### INSTRUCTIONS FOR THE TASK
Rewrite the stretch of material from its start through the line containing "top-left (868, 692), bottom-right (1106, 834)", reproducing every line and offsetting each bounding-box coordinate in the answer by adding 63.

- - -

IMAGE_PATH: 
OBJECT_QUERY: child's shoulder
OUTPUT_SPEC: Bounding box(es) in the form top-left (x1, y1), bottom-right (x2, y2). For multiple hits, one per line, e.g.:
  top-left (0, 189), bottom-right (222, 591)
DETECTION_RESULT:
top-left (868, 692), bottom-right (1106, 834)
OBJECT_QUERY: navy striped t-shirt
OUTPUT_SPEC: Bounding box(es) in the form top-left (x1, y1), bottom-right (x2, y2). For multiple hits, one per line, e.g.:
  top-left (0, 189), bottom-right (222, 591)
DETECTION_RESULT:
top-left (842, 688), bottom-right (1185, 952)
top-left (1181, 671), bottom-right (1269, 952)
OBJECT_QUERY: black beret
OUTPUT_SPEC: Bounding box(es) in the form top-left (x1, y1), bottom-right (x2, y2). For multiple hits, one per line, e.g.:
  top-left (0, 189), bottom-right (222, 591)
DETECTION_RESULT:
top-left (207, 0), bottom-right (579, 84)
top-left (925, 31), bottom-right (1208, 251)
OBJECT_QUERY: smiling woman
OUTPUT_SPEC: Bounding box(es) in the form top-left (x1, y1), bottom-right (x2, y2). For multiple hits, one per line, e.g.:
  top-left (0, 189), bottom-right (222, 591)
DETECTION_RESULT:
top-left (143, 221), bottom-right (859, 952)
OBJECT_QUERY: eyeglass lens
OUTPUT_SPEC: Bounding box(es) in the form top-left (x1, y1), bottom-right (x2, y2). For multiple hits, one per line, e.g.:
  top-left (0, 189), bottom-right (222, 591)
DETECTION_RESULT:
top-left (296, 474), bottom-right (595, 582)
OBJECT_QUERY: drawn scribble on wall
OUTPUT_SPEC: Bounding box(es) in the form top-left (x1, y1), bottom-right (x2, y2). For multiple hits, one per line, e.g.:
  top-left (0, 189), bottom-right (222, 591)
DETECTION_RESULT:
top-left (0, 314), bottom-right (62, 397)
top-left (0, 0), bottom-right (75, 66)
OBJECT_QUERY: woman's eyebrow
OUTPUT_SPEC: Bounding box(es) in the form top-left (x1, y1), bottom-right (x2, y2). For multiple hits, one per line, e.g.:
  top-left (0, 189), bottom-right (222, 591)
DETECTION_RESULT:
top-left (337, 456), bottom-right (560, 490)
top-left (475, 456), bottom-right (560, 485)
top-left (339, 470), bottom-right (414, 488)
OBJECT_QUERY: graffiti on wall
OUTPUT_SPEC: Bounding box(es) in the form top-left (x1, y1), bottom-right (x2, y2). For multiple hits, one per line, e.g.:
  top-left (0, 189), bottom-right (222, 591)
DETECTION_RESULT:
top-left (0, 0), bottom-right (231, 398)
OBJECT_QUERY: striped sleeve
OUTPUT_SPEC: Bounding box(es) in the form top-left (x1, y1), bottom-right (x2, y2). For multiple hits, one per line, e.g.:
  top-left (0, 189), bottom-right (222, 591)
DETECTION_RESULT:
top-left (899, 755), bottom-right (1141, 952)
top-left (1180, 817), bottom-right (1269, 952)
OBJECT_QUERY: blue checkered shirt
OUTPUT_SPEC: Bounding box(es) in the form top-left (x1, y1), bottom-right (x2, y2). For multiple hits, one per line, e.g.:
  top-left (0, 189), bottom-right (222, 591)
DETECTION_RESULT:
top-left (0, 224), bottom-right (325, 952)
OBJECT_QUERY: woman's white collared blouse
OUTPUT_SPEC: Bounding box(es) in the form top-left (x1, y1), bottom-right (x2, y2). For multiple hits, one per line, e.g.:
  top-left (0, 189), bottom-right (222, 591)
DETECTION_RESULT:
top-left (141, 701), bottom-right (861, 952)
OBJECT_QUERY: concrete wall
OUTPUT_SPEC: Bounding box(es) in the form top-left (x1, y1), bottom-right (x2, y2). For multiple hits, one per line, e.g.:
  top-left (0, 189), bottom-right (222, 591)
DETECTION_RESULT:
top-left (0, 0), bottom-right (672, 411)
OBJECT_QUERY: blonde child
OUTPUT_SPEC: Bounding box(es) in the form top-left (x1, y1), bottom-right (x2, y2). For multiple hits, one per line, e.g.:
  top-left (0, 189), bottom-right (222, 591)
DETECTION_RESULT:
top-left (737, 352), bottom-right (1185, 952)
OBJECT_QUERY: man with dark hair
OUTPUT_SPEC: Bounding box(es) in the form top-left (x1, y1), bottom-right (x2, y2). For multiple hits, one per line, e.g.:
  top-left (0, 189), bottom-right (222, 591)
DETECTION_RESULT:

- - -

### COMPLETED EXERCISE
IMAGE_PATH: 
OBJECT_QUERY: child's shoulder
OUTPUT_SPEC: Bounding box(es) in the form top-left (x1, y1), bottom-right (x2, y2). For multiple hits, one per line, e.g.:
  top-left (0, 189), bottom-right (222, 591)
DETECTION_RESULT:
top-left (931, 755), bottom-right (1169, 897)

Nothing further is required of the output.